— START OF Excerpted passage —

I'm wearing mine today on a desert tan, RAF style, mil-spec nylon strap from Marathon (but the OEM Tropic, rubber strap is my favorite among all the straps I've tried so far).


----------



## commanche (Dec 10, 2014)

Congrats! Looks perfect! I also spotted Wacom tablet. What do you do for living if you dont mind me asking


----------



## NotAnotherHobby (May 14, 2016)

I am a photographer, not that you can tell from my lousy iPhone pics..lol



commanche said:


> Congrats! Looks perfect! I also spotted Wacom tablet. What do you do for living if you dont mind me asking


----------



## carlhaluss (Oct 27, 2007)

— END OF Excerpted passage —
— START OF Recorded information —

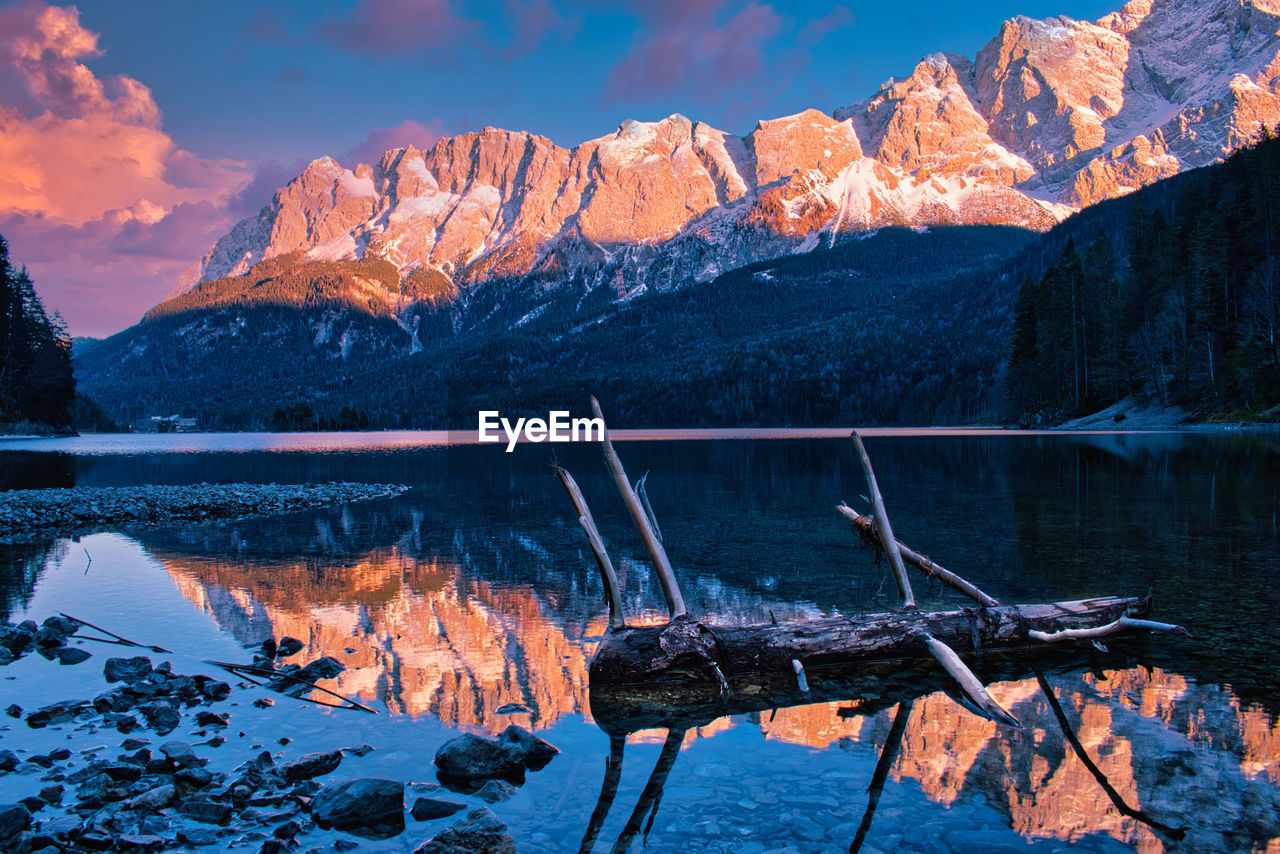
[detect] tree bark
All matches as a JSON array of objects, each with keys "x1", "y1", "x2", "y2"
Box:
[{"x1": 590, "y1": 597, "x2": 1149, "y2": 694}]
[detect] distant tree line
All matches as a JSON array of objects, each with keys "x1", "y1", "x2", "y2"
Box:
[
  {"x1": 0, "y1": 237, "x2": 76, "y2": 430},
  {"x1": 1007, "y1": 133, "x2": 1280, "y2": 424},
  {"x1": 270, "y1": 403, "x2": 369, "y2": 433}
]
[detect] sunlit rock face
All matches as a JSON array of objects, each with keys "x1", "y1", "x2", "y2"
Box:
[{"x1": 179, "y1": 0, "x2": 1280, "y2": 316}]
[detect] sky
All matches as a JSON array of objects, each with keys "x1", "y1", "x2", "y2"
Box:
[{"x1": 0, "y1": 0, "x2": 1120, "y2": 337}]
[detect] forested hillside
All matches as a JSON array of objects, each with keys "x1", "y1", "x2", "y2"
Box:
[
  {"x1": 1007, "y1": 136, "x2": 1280, "y2": 424},
  {"x1": 0, "y1": 237, "x2": 76, "y2": 431}
]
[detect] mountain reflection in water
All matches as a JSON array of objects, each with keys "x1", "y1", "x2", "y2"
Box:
[{"x1": 9, "y1": 437, "x2": 1280, "y2": 854}]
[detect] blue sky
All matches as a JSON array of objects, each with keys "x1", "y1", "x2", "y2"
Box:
[
  {"x1": 0, "y1": 0, "x2": 1119, "y2": 335},
  {"x1": 77, "y1": 0, "x2": 1116, "y2": 160}
]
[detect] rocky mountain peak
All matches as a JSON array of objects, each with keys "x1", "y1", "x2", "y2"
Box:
[{"x1": 170, "y1": 0, "x2": 1280, "y2": 312}]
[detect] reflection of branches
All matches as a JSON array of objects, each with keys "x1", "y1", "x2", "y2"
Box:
[
  {"x1": 1036, "y1": 670, "x2": 1187, "y2": 840},
  {"x1": 613, "y1": 730, "x2": 685, "y2": 854},
  {"x1": 577, "y1": 735, "x2": 627, "y2": 854},
  {"x1": 849, "y1": 700, "x2": 911, "y2": 854}
]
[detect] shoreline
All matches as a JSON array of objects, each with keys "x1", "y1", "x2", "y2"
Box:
[{"x1": 0, "y1": 483, "x2": 408, "y2": 542}]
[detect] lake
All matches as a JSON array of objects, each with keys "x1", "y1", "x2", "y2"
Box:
[{"x1": 0, "y1": 430, "x2": 1280, "y2": 854}]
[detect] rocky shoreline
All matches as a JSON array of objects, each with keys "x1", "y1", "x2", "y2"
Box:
[
  {"x1": 0, "y1": 483, "x2": 408, "y2": 542},
  {"x1": 0, "y1": 617, "x2": 542, "y2": 854}
]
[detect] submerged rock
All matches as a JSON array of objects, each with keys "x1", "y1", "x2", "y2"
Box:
[
  {"x1": 311, "y1": 777, "x2": 404, "y2": 827},
  {"x1": 498, "y1": 723, "x2": 559, "y2": 771},
  {"x1": 0, "y1": 804, "x2": 31, "y2": 840},
  {"x1": 435, "y1": 732, "x2": 525, "y2": 780},
  {"x1": 280, "y1": 750, "x2": 342, "y2": 782},
  {"x1": 102, "y1": 656, "x2": 151, "y2": 682},
  {"x1": 410, "y1": 798, "x2": 466, "y2": 822},
  {"x1": 476, "y1": 780, "x2": 518, "y2": 804},
  {"x1": 413, "y1": 807, "x2": 516, "y2": 854}
]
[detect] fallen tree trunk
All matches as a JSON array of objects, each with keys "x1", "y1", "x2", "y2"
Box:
[{"x1": 590, "y1": 597, "x2": 1149, "y2": 695}]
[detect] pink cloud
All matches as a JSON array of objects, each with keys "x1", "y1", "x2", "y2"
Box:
[
  {"x1": 339, "y1": 119, "x2": 444, "y2": 168},
  {"x1": 600, "y1": 0, "x2": 782, "y2": 104},
  {"x1": 503, "y1": 0, "x2": 581, "y2": 59},
  {"x1": 0, "y1": 0, "x2": 251, "y2": 334},
  {"x1": 317, "y1": 0, "x2": 479, "y2": 56}
]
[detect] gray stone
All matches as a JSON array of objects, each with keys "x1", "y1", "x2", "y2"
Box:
[
  {"x1": 102, "y1": 656, "x2": 151, "y2": 682},
  {"x1": 178, "y1": 798, "x2": 232, "y2": 825},
  {"x1": 311, "y1": 777, "x2": 404, "y2": 827},
  {"x1": 435, "y1": 732, "x2": 525, "y2": 780},
  {"x1": 115, "y1": 834, "x2": 168, "y2": 851},
  {"x1": 498, "y1": 723, "x2": 559, "y2": 771},
  {"x1": 413, "y1": 807, "x2": 516, "y2": 854},
  {"x1": 275, "y1": 638, "x2": 302, "y2": 658},
  {"x1": 127, "y1": 784, "x2": 177, "y2": 813},
  {"x1": 160, "y1": 741, "x2": 198, "y2": 768},
  {"x1": 178, "y1": 827, "x2": 218, "y2": 846},
  {"x1": 0, "y1": 804, "x2": 31, "y2": 839},
  {"x1": 138, "y1": 700, "x2": 182, "y2": 732},
  {"x1": 410, "y1": 798, "x2": 466, "y2": 822},
  {"x1": 476, "y1": 780, "x2": 518, "y2": 804},
  {"x1": 54, "y1": 647, "x2": 93, "y2": 665},
  {"x1": 280, "y1": 750, "x2": 342, "y2": 782}
]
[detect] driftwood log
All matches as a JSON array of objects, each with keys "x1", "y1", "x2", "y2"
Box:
[
  {"x1": 556, "y1": 407, "x2": 1180, "y2": 726},
  {"x1": 589, "y1": 598, "x2": 1149, "y2": 694}
]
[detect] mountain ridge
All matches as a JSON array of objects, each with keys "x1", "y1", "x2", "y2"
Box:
[{"x1": 165, "y1": 0, "x2": 1280, "y2": 311}]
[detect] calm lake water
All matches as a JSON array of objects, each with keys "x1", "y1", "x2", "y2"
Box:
[{"x1": 0, "y1": 431, "x2": 1280, "y2": 854}]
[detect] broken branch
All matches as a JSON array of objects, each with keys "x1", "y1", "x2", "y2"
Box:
[
  {"x1": 836, "y1": 504, "x2": 1000, "y2": 608},
  {"x1": 556, "y1": 466, "x2": 626, "y2": 629},
  {"x1": 852, "y1": 430, "x2": 915, "y2": 609},
  {"x1": 591, "y1": 397, "x2": 689, "y2": 620}
]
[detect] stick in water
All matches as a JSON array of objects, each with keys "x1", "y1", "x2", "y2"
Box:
[
  {"x1": 556, "y1": 466, "x2": 626, "y2": 629},
  {"x1": 920, "y1": 631, "x2": 1023, "y2": 730},
  {"x1": 591, "y1": 397, "x2": 689, "y2": 620},
  {"x1": 852, "y1": 430, "x2": 915, "y2": 609}
]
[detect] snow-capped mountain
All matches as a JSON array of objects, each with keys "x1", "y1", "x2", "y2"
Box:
[{"x1": 179, "y1": 0, "x2": 1280, "y2": 298}]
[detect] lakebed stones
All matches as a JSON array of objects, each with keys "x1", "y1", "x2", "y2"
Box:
[
  {"x1": 102, "y1": 656, "x2": 151, "y2": 684},
  {"x1": 435, "y1": 725, "x2": 559, "y2": 781},
  {"x1": 280, "y1": 750, "x2": 342, "y2": 782},
  {"x1": 413, "y1": 807, "x2": 516, "y2": 854},
  {"x1": 0, "y1": 483, "x2": 408, "y2": 542},
  {"x1": 311, "y1": 777, "x2": 404, "y2": 827},
  {"x1": 410, "y1": 798, "x2": 466, "y2": 822}
]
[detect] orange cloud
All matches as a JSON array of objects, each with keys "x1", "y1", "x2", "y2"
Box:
[{"x1": 0, "y1": 0, "x2": 250, "y2": 225}]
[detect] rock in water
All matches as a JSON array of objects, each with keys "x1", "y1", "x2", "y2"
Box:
[
  {"x1": 102, "y1": 656, "x2": 151, "y2": 682},
  {"x1": 54, "y1": 647, "x2": 93, "y2": 665},
  {"x1": 494, "y1": 703, "x2": 534, "y2": 714},
  {"x1": 275, "y1": 636, "x2": 302, "y2": 658},
  {"x1": 280, "y1": 750, "x2": 342, "y2": 782},
  {"x1": 476, "y1": 780, "x2": 518, "y2": 804},
  {"x1": 498, "y1": 723, "x2": 559, "y2": 771},
  {"x1": 410, "y1": 798, "x2": 465, "y2": 822},
  {"x1": 435, "y1": 732, "x2": 525, "y2": 780},
  {"x1": 160, "y1": 741, "x2": 197, "y2": 768},
  {"x1": 311, "y1": 777, "x2": 404, "y2": 827},
  {"x1": 413, "y1": 807, "x2": 516, "y2": 854},
  {"x1": 0, "y1": 804, "x2": 31, "y2": 840}
]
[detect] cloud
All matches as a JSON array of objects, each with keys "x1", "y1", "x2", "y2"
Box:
[
  {"x1": 316, "y1": 0, "x2": 480, "y2": 56},
  {"x1": 796, "y1": 6, "x2": 856, "y2": 47},
  {"x1": 275, "y1": 65, "x2": 307, "y2": 83},
  {"x1": 338, "y1": 119, "x2": 444, "y2": 168},
  {"x1": 503, "y1": 0, "x2": 582, "y2": 59},
  {"x1": 600, "y1": 0, "x2": 783, "y2": 105},
  {"x1": 0, "y1": 0, "x2": 251, "y2": 334},
  {"x1": 239, "y1": 6, "x2": 289, "y2": 45}
]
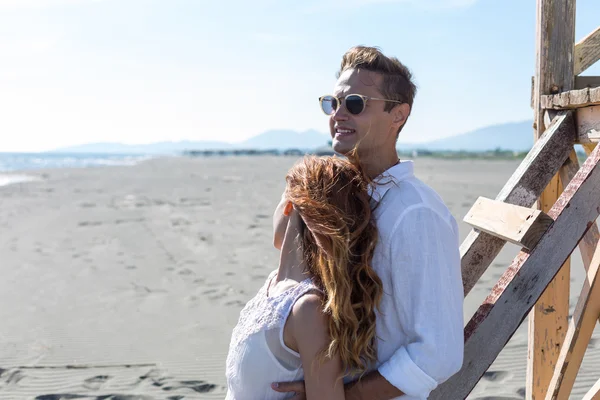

— END OF Recorded information —

● Jobs:
• 1. Translate this sentence from the forum thread excerpt into Spanish: "I'm wearing mine today on a desert tan, RAF style, mil-spec nylon strap from Marathon (but the OEM Tropic, rubber strap is my favorite among all the straps I've tried so far)."
• 2. Reproduce the forum thread excerpt between "I'm wearing mine" and "(Dec 10, 2014)", inclusive.

● Outputs for the tasks:
• 1. Hoy llevo el mío con una correa de nailon color arena del desierto, estilo RAF y con especificación militar, de Marathon (aunque la correa de caucho Tropic original del fabricante es mi favorita entre todas las correas que he probado hasta ahora).

• 2.
I'm wearing mine today on a desert tan, RAF style, mil-spec nylon strap from Marathon (but the OEM Tropic, rubber strap is my favorite among all the straps I've tried so far).


----------



## commanche (Dec 10, 2014)